Supplied data ->
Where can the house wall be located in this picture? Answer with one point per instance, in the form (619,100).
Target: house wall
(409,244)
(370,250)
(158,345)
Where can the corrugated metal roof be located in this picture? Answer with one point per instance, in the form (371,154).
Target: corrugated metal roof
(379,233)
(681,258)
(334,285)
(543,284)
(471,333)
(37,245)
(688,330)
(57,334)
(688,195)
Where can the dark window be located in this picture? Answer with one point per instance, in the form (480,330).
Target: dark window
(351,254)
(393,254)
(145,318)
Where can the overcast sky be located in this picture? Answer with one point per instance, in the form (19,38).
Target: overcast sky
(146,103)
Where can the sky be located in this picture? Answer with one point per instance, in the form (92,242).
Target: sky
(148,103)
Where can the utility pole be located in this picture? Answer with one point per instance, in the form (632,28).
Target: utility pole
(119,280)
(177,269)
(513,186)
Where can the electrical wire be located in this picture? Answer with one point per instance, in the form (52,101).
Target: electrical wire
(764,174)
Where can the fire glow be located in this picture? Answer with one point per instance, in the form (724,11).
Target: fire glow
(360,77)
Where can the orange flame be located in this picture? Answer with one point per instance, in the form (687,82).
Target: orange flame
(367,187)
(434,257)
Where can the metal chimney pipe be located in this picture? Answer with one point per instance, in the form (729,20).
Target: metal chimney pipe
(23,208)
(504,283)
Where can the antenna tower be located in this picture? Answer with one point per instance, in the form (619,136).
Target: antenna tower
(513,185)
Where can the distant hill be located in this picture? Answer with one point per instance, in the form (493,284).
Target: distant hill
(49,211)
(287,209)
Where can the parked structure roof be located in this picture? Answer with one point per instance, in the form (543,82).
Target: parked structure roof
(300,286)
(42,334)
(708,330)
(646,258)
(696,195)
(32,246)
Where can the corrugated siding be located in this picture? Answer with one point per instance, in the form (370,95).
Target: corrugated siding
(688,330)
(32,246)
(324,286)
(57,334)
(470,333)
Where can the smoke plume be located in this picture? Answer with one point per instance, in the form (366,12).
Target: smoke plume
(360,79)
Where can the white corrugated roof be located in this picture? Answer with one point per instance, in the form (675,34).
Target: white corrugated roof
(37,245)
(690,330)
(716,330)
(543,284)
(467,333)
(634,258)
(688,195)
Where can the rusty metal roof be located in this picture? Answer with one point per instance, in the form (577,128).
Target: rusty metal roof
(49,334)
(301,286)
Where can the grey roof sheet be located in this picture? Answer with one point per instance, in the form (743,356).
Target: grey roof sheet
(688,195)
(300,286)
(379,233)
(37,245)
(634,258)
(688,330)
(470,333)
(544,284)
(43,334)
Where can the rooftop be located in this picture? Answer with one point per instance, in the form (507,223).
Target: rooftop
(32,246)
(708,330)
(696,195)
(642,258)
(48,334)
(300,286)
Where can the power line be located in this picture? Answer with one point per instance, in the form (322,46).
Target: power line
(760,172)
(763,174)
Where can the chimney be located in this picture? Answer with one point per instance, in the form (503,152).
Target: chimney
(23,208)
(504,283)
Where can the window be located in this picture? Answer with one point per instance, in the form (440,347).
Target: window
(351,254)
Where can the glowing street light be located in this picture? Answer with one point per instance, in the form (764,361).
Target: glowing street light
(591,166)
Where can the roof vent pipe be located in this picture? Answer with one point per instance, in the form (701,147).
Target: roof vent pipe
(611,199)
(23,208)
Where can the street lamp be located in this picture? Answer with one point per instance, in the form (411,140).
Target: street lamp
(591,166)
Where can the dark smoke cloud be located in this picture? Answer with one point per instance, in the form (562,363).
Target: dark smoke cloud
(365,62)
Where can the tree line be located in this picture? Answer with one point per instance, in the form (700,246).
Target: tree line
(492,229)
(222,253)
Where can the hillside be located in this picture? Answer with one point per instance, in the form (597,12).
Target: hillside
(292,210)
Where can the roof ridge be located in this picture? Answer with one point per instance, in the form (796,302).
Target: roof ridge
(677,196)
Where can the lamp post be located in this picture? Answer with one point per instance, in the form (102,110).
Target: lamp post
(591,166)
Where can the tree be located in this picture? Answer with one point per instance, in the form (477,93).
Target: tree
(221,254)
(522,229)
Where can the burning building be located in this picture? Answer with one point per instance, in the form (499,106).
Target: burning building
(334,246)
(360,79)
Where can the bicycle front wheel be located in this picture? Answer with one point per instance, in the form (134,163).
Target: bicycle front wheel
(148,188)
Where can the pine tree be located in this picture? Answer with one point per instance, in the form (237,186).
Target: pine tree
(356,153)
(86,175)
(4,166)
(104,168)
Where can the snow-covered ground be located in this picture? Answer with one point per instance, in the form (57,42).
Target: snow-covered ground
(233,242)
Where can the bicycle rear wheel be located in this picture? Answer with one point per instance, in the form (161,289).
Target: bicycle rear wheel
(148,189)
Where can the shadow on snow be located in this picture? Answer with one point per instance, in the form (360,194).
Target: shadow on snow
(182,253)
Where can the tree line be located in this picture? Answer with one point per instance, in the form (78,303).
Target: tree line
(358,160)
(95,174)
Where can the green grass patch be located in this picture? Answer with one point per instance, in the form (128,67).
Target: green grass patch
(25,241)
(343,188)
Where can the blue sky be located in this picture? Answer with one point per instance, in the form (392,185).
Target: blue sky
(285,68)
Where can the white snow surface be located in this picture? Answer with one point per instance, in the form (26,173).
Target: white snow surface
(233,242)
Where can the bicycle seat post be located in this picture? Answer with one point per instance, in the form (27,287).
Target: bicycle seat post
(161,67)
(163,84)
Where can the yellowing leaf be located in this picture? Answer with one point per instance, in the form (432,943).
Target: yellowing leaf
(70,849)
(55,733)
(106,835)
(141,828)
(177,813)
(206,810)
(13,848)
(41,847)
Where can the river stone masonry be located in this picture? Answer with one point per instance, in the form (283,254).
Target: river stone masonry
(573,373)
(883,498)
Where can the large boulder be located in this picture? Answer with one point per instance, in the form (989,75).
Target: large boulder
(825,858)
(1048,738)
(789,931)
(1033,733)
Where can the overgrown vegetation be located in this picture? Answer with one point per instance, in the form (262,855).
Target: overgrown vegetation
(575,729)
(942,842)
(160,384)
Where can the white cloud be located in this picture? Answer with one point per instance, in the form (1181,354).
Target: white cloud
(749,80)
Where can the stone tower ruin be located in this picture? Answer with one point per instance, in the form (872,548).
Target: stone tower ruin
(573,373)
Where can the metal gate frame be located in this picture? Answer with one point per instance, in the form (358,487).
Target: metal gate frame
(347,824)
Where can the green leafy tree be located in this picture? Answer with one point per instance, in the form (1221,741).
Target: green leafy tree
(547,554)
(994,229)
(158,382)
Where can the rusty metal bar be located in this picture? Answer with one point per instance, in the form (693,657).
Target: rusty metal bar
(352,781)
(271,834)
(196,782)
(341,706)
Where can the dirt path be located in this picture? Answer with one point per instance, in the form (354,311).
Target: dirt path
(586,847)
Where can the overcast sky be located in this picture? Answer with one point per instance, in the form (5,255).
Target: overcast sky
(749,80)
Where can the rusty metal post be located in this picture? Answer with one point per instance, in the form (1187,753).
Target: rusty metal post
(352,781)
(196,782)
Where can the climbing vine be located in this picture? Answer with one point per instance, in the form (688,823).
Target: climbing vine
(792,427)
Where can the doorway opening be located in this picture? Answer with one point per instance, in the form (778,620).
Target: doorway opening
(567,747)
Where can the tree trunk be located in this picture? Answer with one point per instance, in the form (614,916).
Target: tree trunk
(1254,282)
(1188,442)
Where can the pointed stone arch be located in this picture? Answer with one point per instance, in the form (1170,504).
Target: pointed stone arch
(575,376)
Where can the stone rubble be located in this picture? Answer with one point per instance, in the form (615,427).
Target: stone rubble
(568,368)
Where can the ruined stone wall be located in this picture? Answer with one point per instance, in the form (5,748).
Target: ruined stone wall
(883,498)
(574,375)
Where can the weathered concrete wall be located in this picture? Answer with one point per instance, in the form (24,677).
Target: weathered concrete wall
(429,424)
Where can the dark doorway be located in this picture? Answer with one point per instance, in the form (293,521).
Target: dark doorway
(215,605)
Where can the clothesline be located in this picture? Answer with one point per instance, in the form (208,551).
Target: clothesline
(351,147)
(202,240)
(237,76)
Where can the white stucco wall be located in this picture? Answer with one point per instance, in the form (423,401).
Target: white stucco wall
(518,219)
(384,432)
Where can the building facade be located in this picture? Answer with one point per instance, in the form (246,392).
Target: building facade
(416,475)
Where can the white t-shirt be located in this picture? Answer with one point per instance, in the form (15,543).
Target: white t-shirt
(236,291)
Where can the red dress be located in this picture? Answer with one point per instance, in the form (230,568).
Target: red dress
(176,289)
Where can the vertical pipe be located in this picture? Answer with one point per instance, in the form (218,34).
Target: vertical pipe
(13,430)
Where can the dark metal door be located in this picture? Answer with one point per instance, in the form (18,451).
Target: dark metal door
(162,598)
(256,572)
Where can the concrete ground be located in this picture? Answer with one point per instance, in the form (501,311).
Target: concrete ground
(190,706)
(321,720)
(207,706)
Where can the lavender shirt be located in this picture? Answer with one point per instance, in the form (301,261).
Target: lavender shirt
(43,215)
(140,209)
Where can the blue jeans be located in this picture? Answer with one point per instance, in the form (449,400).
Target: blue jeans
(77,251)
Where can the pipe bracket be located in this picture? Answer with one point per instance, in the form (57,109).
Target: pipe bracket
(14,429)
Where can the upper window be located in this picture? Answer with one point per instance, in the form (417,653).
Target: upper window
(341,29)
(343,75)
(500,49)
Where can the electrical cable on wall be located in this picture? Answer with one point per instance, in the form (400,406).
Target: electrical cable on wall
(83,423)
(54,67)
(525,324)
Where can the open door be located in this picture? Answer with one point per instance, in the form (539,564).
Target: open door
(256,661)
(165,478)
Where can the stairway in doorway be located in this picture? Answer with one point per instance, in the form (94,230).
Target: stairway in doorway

What this task involves -> Print from the line containing "Where can the lavender" to the last line above, exactly as written.

Solution to this problem ->
Where can the lavender shirt be located in this picture? Answer with one point per instance, in the form (301,261).
Target: lavender shirt
(43,215)
(140,209)
Where can the blue jeans be located in this picture? Answer with one point per instance, in the form (449,400).
Target: blue jeans
(77,251)
Where can the pipe bracket be located in this picture? Answer with one point per instance, in the form (57,109).
Target: pipe bracket
(14,429)
Where can the upper window be located in this picture? Answer with one point per instance, in the form (417,653).
Target: upper window
(341,29)
(343,75)
(500,49)
Where can the electrical cable on wall be located in this picture? Answer with one point per instance, in the form (400,406).
Target: electrical cable on wall
(83,423)
(54,67)
(525,324)
Where can the open door be located in this picture? Answer with one point per instance, in the form (539,564).
Target: open door
(256,661)
(165,478)
Where can the stairway in doorway be located in this picture? Answer with one point per instance, in the form (94,230).
Target: stairway in doorway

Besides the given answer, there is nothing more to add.